• Cronache della distruzione. Anagoor alla prova della musica di Rameau e della poesia di Zanzotto

    La poesia di Zanzotto e la musica di Jean Philippe Rameau, la distruzione delle civiltà precolombiane per opera dei conquistadores spagnoli e l’olocausto di Hiroshima, e a far da tratto di congiunzione il radicamento nella provincia veneta che connota fin dagli inizi il lavoro di Anagoor, l’ensemble guidato da Simone Derai. Sono mondi distanti tanto per il genere artistico quanto per la cronologia, quelli che si incontrano nei due lavori che propongono negli stessi giorni, su diversi palcoscenici, e forse proprio per questo attrattivi anche nelle connessioni che sollecitano.

    Non è senza significato che in questa Ecloga XI, presentata a Vignola per Vie festival, torni il richiamo figurativo alla Tempesta del loro conterraneo Giorgione da Castelfranco, già genius loci del raffinato debutto teatrale della compagine. Prima però di penetrare nell’oscurità della scena, a sipario ancora chiuso, c’era stato a mo’ d’introduzione il Recitativo veneziano scritto originariamente per il Casanova di Fellini e poi pubblicato da Zanzotto in Filò. Oci de bissa, de basilissa Testa de fogo ch ’l giasso inpissa… Come ad anticipare, con l’invettiva rivolta dal poeta alla potente città lagunare, il suo amore per la natura non turbata dalla presenza dell’uomo.

- **Obiettivo indicato 1**
Riporta tutte le righe dell'elenco in cui compare la stringa "pole".
- **Obiettivo indicato 2**
Prosegui il brano su Anagoor e la poesia di Zanzotto, partendo dopo la sua ultima frase.
L'elenco non ha alcun rapporto con il brano.

- **Dati registrati**
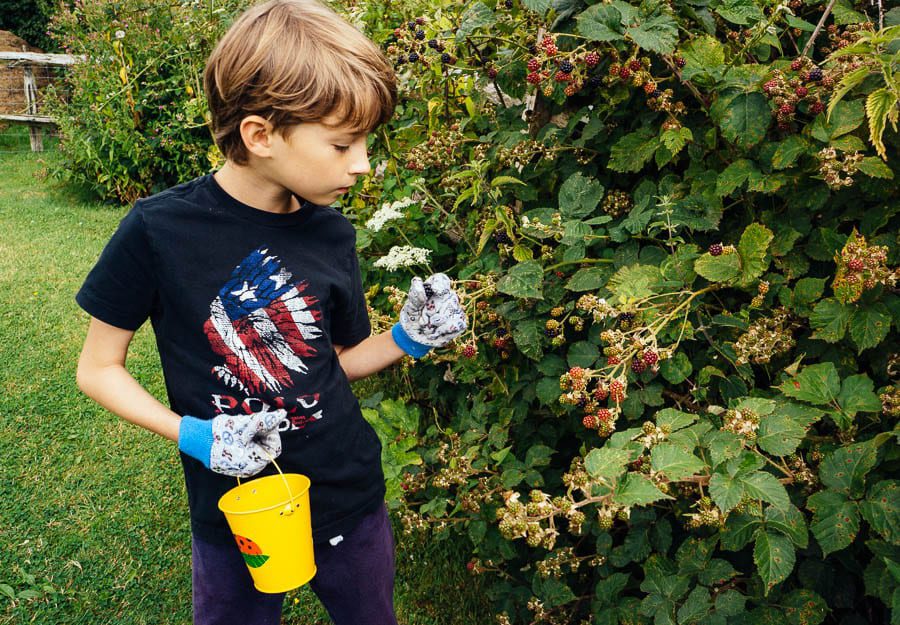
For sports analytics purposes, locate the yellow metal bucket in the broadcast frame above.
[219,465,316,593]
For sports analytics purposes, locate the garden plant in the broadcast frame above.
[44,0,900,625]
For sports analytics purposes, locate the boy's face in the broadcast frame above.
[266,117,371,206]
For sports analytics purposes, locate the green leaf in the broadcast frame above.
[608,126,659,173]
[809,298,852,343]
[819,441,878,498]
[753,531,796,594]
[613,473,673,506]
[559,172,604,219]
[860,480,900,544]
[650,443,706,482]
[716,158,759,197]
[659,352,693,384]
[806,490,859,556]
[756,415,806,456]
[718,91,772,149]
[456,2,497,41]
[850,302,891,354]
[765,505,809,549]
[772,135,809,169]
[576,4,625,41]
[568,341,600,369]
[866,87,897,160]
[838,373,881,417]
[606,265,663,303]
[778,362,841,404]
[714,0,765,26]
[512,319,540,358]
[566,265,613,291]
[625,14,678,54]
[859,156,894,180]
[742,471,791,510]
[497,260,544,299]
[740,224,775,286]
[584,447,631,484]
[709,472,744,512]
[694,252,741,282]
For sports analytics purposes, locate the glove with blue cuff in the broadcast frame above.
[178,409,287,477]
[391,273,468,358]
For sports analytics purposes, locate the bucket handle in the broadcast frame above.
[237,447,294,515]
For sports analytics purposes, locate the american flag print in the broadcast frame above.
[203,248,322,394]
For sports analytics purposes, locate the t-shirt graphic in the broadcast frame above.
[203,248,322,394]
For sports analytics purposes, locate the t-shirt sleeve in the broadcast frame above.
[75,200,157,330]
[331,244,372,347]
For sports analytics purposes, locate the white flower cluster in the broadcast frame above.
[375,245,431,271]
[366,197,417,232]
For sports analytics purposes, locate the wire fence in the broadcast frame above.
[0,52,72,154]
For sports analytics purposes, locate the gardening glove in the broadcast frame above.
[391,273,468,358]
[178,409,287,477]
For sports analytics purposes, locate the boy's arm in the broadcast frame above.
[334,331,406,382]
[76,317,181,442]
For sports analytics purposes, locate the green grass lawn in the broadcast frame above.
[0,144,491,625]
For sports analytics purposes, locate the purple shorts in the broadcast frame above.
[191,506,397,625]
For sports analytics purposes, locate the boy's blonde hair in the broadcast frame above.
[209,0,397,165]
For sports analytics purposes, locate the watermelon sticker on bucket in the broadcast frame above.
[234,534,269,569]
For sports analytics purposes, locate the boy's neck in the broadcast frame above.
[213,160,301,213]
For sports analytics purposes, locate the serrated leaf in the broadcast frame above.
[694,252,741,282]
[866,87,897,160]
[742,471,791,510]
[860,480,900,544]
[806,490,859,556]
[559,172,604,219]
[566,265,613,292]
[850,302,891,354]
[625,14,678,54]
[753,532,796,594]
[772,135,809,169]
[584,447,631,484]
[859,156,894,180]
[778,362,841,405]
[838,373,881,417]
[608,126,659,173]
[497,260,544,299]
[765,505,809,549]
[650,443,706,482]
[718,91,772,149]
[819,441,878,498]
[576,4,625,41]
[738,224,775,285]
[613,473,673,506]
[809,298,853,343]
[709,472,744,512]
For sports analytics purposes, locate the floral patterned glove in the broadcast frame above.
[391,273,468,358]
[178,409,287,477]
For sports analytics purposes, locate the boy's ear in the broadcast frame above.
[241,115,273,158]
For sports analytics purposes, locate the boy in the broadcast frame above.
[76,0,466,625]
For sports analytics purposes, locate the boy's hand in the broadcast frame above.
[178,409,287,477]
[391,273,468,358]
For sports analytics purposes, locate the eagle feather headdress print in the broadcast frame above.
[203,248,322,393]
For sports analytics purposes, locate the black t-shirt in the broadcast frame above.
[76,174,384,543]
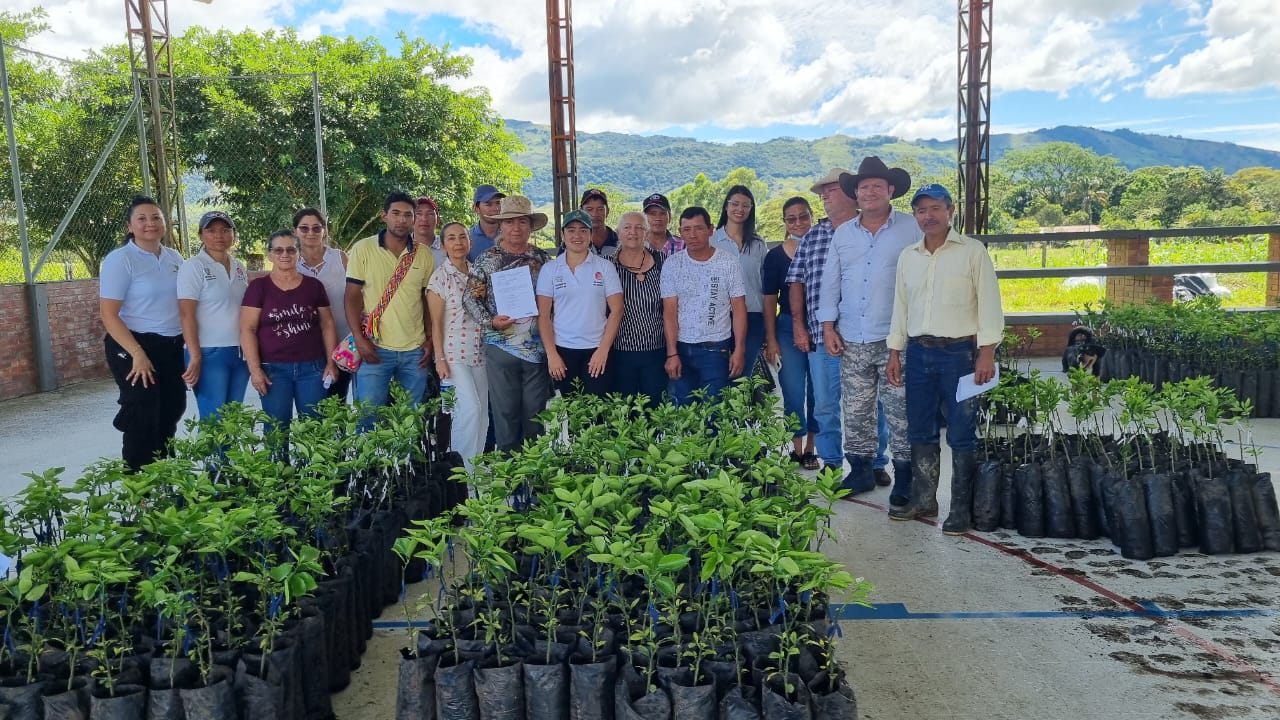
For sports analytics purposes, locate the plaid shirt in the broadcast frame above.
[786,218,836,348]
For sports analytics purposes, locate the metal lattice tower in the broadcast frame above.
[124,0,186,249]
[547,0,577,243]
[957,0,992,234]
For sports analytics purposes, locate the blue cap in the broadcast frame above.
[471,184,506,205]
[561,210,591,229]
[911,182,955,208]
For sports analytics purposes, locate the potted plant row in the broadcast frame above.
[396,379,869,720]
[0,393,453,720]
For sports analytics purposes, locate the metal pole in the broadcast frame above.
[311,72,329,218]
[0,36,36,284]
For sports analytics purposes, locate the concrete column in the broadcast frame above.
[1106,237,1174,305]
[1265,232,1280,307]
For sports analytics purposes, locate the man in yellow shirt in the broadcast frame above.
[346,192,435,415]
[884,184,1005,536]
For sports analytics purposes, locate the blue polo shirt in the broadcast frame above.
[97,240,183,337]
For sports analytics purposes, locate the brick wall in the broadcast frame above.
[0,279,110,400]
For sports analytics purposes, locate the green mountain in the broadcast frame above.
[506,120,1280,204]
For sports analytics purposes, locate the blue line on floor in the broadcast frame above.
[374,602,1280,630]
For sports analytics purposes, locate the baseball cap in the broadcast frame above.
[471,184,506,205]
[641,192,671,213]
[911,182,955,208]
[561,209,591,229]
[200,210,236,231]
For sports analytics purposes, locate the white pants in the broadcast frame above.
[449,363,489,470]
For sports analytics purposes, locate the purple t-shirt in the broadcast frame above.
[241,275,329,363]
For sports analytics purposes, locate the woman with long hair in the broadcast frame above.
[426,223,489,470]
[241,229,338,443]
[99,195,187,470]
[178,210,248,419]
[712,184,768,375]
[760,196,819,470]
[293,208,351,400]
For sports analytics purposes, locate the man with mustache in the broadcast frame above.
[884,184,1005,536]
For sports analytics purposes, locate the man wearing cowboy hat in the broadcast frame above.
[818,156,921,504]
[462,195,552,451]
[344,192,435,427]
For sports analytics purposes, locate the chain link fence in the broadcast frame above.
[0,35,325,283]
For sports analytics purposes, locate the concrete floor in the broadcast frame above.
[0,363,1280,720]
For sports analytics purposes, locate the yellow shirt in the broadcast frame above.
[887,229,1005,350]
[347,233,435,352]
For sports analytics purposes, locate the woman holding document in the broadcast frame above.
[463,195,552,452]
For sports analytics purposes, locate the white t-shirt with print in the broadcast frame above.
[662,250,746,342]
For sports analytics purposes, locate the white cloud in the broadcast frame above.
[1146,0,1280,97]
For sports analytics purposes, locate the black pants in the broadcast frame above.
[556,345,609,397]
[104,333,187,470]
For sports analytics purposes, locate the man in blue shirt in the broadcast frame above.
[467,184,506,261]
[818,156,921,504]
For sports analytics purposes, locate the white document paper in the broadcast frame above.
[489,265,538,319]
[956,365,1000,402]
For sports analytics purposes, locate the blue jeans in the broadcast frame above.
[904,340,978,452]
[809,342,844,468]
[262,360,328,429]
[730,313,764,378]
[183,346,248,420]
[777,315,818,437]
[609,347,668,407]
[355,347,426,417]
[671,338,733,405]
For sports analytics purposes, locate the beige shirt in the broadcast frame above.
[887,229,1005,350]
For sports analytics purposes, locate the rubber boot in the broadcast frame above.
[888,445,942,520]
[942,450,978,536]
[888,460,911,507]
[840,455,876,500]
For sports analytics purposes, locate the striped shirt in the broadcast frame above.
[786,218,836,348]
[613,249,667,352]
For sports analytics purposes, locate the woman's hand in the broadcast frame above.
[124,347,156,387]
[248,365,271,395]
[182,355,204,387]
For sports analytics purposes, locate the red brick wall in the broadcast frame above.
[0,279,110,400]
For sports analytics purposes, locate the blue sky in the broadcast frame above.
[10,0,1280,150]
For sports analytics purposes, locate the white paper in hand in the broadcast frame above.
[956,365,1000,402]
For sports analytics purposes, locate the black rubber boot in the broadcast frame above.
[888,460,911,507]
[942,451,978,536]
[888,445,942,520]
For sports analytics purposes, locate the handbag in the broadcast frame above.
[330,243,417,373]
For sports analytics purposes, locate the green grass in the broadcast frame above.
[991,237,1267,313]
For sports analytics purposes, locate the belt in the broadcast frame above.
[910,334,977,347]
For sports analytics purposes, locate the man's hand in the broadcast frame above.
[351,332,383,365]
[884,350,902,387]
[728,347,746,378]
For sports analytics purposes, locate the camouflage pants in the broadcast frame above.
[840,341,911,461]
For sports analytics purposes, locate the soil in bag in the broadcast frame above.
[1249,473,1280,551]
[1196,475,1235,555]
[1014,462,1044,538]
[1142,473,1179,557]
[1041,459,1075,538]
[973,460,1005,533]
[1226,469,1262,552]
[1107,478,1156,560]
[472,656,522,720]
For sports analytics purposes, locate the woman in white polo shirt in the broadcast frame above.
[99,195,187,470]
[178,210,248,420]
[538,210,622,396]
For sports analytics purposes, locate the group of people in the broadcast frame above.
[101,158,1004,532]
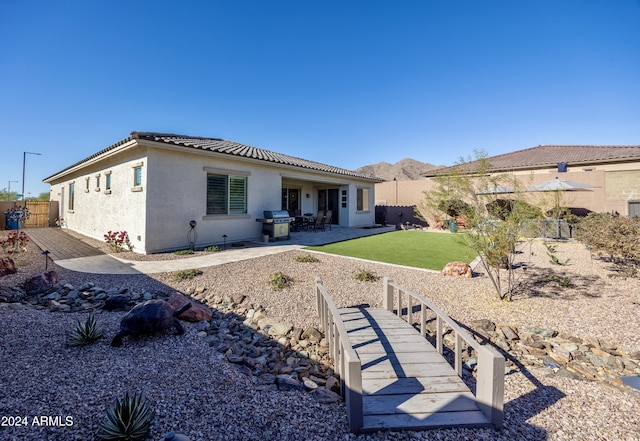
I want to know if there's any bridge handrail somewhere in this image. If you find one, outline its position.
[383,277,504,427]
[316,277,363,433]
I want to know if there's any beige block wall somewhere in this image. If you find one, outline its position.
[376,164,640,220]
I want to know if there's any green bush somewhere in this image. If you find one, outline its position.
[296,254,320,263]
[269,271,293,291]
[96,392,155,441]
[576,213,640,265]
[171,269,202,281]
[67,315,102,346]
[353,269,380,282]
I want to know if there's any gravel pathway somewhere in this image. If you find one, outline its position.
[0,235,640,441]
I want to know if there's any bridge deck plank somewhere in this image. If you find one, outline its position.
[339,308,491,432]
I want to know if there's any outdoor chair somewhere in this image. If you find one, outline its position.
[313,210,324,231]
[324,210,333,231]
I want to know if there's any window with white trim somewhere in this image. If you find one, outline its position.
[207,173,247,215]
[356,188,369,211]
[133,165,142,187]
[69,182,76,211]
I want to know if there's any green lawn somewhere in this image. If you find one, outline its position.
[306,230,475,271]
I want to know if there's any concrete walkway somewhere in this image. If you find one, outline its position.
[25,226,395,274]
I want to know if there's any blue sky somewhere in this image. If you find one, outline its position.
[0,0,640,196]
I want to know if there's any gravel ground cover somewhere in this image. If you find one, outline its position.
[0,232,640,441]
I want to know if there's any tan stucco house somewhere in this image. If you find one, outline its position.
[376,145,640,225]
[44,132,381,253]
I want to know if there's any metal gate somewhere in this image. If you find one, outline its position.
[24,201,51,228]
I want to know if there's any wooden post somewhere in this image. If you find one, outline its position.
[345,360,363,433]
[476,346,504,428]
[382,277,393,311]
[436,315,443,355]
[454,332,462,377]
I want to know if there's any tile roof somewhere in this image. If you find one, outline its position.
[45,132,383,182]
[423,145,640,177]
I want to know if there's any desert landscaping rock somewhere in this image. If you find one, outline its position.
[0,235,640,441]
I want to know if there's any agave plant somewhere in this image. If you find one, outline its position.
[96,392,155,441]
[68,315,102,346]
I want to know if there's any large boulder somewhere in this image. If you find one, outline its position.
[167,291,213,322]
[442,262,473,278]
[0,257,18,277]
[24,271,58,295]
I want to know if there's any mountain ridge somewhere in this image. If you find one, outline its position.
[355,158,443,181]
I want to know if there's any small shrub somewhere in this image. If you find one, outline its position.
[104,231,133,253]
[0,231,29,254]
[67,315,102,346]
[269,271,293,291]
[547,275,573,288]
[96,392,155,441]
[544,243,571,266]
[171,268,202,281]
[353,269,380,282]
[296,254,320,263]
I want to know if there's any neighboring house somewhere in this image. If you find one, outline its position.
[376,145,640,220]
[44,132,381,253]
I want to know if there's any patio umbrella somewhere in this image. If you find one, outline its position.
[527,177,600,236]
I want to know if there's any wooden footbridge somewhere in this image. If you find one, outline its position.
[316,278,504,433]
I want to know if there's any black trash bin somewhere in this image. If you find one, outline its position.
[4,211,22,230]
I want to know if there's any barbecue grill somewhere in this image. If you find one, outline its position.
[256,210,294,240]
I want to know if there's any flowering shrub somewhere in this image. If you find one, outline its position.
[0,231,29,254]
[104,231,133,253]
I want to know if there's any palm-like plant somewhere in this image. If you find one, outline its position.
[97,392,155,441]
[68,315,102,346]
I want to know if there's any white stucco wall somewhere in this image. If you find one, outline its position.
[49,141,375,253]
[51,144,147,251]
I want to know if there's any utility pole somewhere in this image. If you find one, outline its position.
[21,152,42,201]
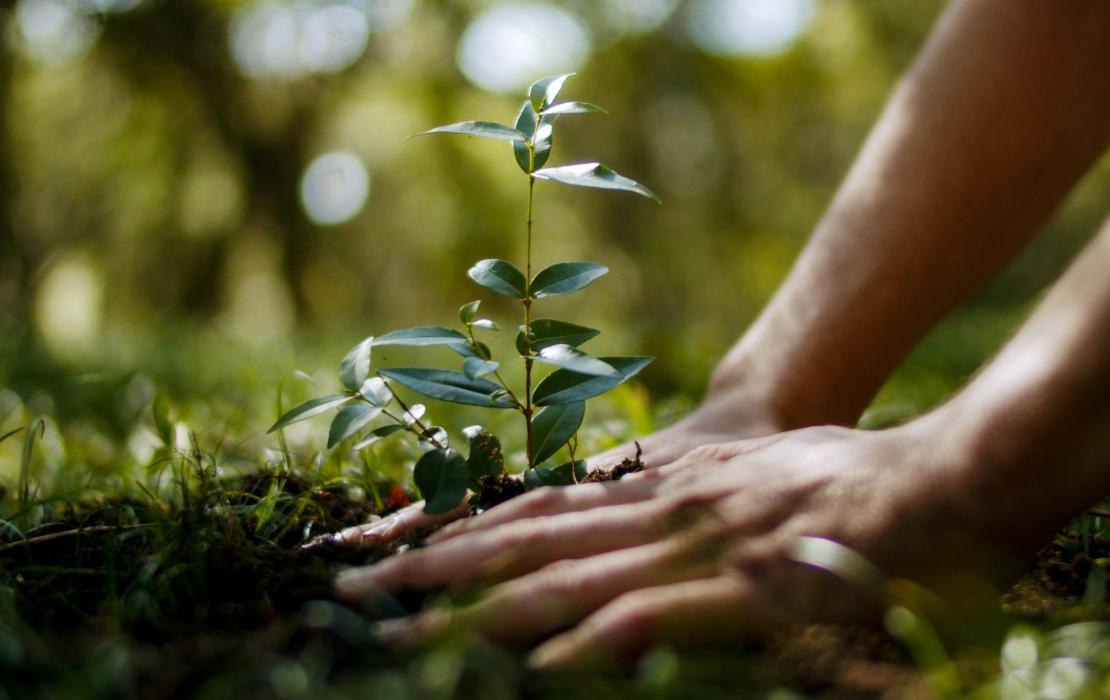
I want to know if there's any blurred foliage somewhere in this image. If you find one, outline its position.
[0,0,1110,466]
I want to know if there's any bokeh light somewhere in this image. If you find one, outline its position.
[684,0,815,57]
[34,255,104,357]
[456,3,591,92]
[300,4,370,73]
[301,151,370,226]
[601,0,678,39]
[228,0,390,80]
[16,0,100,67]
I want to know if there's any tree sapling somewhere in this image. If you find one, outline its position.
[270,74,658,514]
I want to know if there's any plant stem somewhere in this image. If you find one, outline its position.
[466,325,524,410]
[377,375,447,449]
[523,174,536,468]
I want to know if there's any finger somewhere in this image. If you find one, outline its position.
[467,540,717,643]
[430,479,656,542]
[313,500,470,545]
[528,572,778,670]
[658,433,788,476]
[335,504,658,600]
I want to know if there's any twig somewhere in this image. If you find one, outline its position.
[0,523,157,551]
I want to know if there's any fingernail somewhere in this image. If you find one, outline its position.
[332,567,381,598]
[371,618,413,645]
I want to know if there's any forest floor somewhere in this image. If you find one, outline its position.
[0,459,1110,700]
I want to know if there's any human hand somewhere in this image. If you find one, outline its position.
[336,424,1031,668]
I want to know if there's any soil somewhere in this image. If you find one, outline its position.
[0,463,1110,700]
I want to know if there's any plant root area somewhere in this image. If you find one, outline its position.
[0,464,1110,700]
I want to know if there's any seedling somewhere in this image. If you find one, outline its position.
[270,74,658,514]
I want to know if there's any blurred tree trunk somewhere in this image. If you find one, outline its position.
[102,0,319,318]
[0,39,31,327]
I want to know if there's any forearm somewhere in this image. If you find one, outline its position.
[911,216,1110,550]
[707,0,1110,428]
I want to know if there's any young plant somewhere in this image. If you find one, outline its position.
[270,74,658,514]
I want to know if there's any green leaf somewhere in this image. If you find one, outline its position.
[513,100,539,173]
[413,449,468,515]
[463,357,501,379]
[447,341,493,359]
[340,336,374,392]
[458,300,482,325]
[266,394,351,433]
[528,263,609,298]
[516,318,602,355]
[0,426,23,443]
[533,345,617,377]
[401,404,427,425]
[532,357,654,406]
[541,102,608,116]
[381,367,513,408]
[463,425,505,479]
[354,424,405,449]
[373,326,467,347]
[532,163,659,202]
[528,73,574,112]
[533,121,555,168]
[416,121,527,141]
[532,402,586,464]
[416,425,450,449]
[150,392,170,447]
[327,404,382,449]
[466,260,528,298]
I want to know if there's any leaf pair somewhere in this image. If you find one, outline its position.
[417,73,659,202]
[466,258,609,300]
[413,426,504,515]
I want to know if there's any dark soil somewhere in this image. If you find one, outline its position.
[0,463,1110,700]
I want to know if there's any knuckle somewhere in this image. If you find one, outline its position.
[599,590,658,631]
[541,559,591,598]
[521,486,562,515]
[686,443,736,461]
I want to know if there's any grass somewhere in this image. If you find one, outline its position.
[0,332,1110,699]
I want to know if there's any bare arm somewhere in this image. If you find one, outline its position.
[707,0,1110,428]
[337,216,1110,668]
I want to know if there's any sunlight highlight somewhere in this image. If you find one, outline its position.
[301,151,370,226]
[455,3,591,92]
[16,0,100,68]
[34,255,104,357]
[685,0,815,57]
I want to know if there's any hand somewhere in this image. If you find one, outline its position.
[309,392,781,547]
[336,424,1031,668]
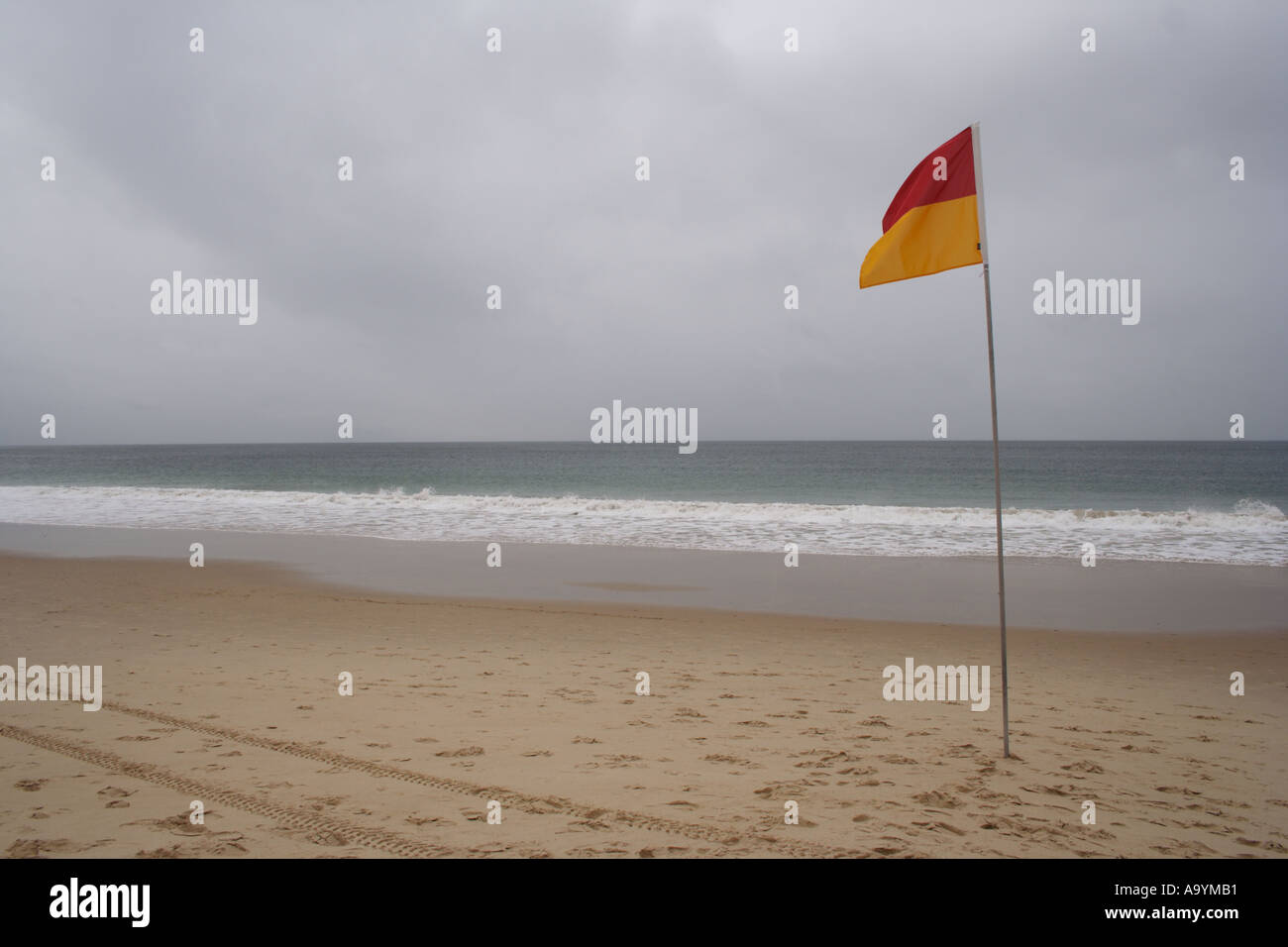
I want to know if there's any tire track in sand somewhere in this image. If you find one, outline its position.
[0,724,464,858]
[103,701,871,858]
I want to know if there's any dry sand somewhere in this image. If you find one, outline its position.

- **Risposta scritta 1**
For sports analytics purposes, locate the metal pole in the broadcast frame above.
I want to know if there's any utility pole somewhere in this image. If you find one, outline its position.

- **Risposta scritta 2**
    Dell’enigmatico dipinto di Giorgione, che a vederlo alle Gallerie dell’Accademia, a Venezia, ha in realtà dimensioni piuttosto ridotte, è riprodotto un particolare molto ingrandito, il solo riquadro centrale. Il ponte che passa sopra al fiume che costeggia una città. Il cielo tempestoso solcato da un fulmine. Il paesaggio è privato delle figure umane di contorno, il giovane uomo appoggiato a un’asta, forse un soldato, la donna seminuda che allatta un bambino – tornerà viva nel finale dello spettacolo.

    I due interpreti, Leda Kreider e Marco Menegoni, ne esplorano meticolosamente la superficie illuminandola a brani con due neon. A un certo momento sembrano quasi volerla abbracciare. E intanto dialogano con le parole di Zanzotto che dicono il sonno sapiente della natura, non è vero che la poesia nasca dal dolore.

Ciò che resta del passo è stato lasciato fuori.